» STATED TASK:
Convert every line of the items below into a JSON list of strings, one string per line, omitting blank lines.

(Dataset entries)
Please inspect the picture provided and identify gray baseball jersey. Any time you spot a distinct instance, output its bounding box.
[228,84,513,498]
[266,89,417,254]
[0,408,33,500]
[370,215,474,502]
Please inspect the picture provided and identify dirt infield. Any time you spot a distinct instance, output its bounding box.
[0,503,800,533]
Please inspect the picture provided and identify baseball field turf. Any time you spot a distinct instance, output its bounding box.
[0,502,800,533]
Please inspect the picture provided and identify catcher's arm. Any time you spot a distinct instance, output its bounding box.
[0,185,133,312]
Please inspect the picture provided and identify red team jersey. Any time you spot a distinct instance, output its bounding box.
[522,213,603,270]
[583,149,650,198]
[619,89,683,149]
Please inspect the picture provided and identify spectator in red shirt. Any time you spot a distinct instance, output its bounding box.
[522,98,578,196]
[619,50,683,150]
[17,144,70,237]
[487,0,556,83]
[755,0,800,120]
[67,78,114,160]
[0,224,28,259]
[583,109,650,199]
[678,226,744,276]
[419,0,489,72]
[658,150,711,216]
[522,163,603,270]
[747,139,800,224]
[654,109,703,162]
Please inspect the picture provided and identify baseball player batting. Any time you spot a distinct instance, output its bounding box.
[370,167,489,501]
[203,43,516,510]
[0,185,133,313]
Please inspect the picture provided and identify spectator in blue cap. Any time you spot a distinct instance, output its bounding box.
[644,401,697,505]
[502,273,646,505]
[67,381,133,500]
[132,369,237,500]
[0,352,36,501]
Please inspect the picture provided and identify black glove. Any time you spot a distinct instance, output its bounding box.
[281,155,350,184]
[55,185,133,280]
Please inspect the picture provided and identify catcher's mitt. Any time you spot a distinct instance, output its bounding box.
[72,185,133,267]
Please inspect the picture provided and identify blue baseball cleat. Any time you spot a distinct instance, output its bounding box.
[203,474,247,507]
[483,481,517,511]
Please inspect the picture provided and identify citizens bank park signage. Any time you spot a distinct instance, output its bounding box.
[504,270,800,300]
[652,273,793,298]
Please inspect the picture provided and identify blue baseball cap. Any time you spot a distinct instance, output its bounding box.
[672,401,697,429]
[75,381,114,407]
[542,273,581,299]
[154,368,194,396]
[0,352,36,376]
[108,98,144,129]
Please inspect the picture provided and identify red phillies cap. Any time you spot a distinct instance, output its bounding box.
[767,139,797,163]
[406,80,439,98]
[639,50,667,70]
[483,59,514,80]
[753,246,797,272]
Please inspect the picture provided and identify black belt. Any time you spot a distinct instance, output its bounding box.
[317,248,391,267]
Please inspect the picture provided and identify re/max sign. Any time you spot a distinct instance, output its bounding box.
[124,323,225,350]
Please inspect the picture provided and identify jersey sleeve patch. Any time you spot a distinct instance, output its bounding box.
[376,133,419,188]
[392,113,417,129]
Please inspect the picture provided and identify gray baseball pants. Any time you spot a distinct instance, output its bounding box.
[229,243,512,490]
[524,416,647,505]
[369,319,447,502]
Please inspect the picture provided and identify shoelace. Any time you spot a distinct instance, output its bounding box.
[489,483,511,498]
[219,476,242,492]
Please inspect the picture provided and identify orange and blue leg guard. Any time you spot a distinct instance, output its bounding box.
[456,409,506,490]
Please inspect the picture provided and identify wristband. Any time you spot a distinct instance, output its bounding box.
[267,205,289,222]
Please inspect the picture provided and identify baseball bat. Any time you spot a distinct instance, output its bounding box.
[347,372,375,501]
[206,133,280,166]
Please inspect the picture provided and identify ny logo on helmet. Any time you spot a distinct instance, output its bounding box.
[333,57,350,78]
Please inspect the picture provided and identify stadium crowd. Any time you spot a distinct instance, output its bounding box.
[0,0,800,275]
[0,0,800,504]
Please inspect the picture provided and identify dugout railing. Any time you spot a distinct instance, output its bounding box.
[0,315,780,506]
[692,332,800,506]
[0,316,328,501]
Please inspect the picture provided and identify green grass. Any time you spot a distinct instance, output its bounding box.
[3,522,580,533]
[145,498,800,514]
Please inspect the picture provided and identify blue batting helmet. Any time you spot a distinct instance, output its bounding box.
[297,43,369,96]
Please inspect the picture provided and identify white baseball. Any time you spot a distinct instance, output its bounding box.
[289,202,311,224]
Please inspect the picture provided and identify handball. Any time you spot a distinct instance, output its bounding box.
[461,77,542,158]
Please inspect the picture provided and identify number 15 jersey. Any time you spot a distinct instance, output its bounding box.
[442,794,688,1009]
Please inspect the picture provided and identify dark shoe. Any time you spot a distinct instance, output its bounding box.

» SOLUTION TO THIS TASK:
[
  "Please inspect the picture provided and identify gray baseball jersey. Any time you spot a distinct instance, output its bounding box.",
  "[228,84,513,498]",
  "[266,89,417,254]",
  "[0,408,33,500]",
  "[370,215,474,502]",
  "Please inspect the picture provided and identify dirt infield. Any time you spot a distinct instance, output its bounding box.",
  "[0,503,800,533]",
  "Please inspect the picture provided and identify baseball field turf. Any time you spot a distinct instance, output its bounding box.",
  "[0,502,800,533]",
  "Please inspect the picture provided and identify catcher's arm. Any time you spot a distinct instance, output its bounding box.",
  "[0,185,133,312]",
  "Please inspect the picture provided and identify red team jersey. Any time you spot a distinct instance, output its bounding box.",
  "[522,213,603,270]",
  "[583,149,650,198]",
  "[619,89,683,149]",
  "Please inspect the picture provided and identify spectator in red shirt. Any time you spot a distinct instance, output its bounding box.",
  "[522,98,578,196]",
  "[619,50,683,150]",
  "[17,144,70,237]",
  "[487,0,556,83]",
  "[755,0,800,120]",
  "[67,78,114,160]",
  "[0,224,28,259]",
  "[583,109,650,199]",
  "[678,226,744,276]",
  "[419,0,489,72]",
  "[658,150,711,216]",
  "[522,163,603,270]",
  "[747,139,800,224]",
  "[654,109,703,162]",
  "Please inspect the picture provided and identify baseball player batting. Any time you spot a distinct instance, output its bounding box.",
  "[370,167,489,501]",
  "[203,43,516,510]",
  "[0,185,133,313]",
  "Please inspect the picture provided and identify spectator in blue cap. Any time you spot a distinct instance, output its bounding box.",
  "[644,401,697,505]",
  "[502,273,646,505]",
  "[67,381,133,500]",
  "[132,369,237,500]",
  "[0,352,36,501]",
  "Please inspect the picture provided and identify black glove. Any time you spot a distinct instance, output its bounding box.",
  "[281,155,350,184]",
  "[55,185,133,280]",
  "Please inspect the picture provided and identify catcher's mitt. Any time you spot a distinct instance, output its bounding box.",
  "[72,185,133,267]",
  "Please inspect the picture provided and identify blue baseball cleat. Any time you spot a distinct instance, output its bounding box.",
  "[203,474,247,507]",
  "[483,481,517,511]",
  "Please inspect the picture provided and identify citizens bank park signage. Any time you spot a distinct instance, output its bounding box.",
  "[504,270,800,300]",
  "[652,273,793,298]",
  "Please inspect the picture provided and identify blue baseball cap. Any time you spot a distinct instance, output its bounding box.",
  "[672,401,697,429]",
  "[75,381,114,407]",
  "[542,273,581,299]",
  "[154,368,194,396]",
  "[0,352,36,376]",
  "[108,98,144,129]",
  "Please inspect the picture provided and identify red phillies cap. Any time you spot a distinct instance, output its bounding box.",
  "[767,139,797,163]",
  "[406,80,439,98]",
  "[639,50,667,70]",
  "[483,59,514,80]",
  "[753,246,797,272]",
  "Please inspect the picture provided and identify black belt. Any time you spot a distinct instance, output its bounding box.",
  "[317,248,391,267]",
  "Please inspect the picture provided and identify re/max sign. Any time you spot a distinct instance, output its bounding box.",
  "[124,323,225,350]",
  "Please inspect the picture provided and identify jersey sleeve patch. Any time you spot a distinct instance, output its bounding box.",
  "[376,133,419,188]",
  "[392,113,417,129]",
  "Please inspect the picture provided and identify gray baseball pants. Any time you spot a distinct instance, output its bounding box.",
  "[229,243,512,490]",
  "[524,416,647,505]",
  "[369,319,447,502]",
  "Please inspect the picture provided and identify shoelace. Any time you spot a distinct instance, output its bounding box.",
  "[489,483,511,498]",
  "[219,476,242,492]",
  "Please inspect the picture provided and identify orange and blue leg guard. Any time you spot a distinct instance, output its bounding box.",
  "[456,409,506,490]",
  "Please inspect the picture provided and identify wristband. Any time you spot a distinct instance, output its bounding box.",
  "[267,205,289,222]",
  "Please inspect the picture provided and identify baseball bat. Any time you spot a distinct instance, output its bounding box.",
  "[347,372,375,501]",
  "[206,133,280,166]",
  "Please inspect the picture provided and identify ny logo on helmet. Any time you spot a distinct instance, output its bounding box.",
  "[333,57,350,78]",
  "Please inspect the picture provided and identify stadium crowd. Any time you spot a distinct instance, output its bounding box.",
  "[0,0,800,275]",
  "[0,0,800,504]",
  "Please inspect the picture provided and identify dugout railing. Any time you spot a distinct instance, output its bounding box.",
  "[0,315,780,506]",
  "[692,332,800,506]",
  "[0,316,328,501]",
  "Please inspect the picture provided and identify green grass. Any time you spot a distinct instance, output its bounding box.",
  "[3,522,580,533]",
  "[145,498,800,514]",
  "Please inspect the picture provided and identify blue batting helmet. Any time you spot a distinct instance, output its bounding box.",
  "[297,43,369,96]",
  "Please inspect the picture provided and identify white baseball. Any time you spot a distinct instance, output its bounding box.",
  "[289,202,311,224]",
  "Please inspect the picture provided and identify handball. Any time you spot a distinct instance, output its bounding box.",
  "[461,77,542,158]",
  "Please inspect the picture provided and identify number 15 jersey. Any time you spot a distinct instance, output its bounding box.",
  "[442,794,688,1009]",
  "Please inspect the picture provided and identify dark shoe. Any time you spot a distinct instance, output its bounding box."
]